---------- Given entries ----------
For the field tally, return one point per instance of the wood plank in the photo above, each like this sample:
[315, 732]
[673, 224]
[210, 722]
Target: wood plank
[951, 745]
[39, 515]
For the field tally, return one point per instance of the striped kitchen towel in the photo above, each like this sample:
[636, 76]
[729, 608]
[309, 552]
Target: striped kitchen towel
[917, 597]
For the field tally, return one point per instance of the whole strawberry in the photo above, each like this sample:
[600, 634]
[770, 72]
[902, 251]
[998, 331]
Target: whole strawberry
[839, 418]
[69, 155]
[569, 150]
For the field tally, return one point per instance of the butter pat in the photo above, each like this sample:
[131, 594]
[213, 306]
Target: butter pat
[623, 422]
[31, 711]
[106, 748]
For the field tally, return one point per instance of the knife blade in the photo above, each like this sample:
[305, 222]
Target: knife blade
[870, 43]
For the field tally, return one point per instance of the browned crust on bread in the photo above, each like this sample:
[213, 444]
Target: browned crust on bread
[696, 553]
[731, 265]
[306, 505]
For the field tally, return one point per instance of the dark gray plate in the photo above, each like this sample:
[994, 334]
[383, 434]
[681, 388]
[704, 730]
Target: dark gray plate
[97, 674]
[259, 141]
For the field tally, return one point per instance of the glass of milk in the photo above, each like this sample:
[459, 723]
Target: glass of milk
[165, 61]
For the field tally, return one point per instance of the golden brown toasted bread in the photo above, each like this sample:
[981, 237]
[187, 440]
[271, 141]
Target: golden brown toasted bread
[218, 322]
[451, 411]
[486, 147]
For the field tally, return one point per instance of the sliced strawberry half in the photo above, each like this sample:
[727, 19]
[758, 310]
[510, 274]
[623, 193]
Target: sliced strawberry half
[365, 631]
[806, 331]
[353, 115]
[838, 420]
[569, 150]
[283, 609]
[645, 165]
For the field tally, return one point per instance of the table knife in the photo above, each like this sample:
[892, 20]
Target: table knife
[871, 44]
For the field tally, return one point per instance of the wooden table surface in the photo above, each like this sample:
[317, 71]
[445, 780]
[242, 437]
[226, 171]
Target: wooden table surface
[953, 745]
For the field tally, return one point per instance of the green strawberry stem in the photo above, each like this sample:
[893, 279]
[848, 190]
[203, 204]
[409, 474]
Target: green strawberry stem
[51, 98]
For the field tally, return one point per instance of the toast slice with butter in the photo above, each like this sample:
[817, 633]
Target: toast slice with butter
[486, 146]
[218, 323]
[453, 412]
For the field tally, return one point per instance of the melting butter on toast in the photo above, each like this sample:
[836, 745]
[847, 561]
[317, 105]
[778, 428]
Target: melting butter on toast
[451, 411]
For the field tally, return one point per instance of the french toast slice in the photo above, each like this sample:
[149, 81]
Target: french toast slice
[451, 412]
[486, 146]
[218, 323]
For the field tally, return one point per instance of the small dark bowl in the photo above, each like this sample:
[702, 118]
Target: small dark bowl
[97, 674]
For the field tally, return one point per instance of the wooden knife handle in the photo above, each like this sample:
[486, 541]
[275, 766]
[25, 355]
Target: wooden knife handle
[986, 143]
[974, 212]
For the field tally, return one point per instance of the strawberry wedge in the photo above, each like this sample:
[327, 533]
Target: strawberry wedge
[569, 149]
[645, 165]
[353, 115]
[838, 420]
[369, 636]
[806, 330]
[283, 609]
----------
---------- Given entries ----------
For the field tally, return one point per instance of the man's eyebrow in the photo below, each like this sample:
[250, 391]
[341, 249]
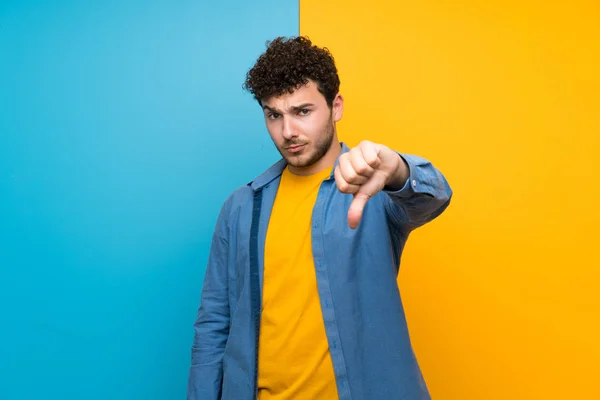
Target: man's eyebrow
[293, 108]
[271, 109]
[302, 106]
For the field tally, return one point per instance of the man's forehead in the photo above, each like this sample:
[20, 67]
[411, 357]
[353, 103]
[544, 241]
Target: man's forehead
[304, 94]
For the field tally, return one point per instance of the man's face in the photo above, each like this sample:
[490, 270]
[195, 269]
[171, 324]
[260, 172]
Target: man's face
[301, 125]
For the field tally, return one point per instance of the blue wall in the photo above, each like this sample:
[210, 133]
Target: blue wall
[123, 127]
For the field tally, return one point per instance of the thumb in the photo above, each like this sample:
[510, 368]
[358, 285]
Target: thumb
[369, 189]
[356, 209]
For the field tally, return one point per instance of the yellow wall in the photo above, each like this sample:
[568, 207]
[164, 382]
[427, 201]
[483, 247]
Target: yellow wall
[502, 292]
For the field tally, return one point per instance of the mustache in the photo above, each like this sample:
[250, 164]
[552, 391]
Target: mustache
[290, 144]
----------
> Goal of the exercise
For this exercise, output exactly the lines above from the line with "Target: dark gray plate" to the line with "of the golden", counting both, and leave out the rest.

> Answer area
Target: dark gray plate
[97, 674]
[259, 141]
For the field tally, return one point per instance of the glass of milk in the photo above, each like this sample:
[459, 723]
Target: glass of milk
[165, 61]
For the field tally, return one point per instance of the golden brown toasted bread in the photo above, each like this sample:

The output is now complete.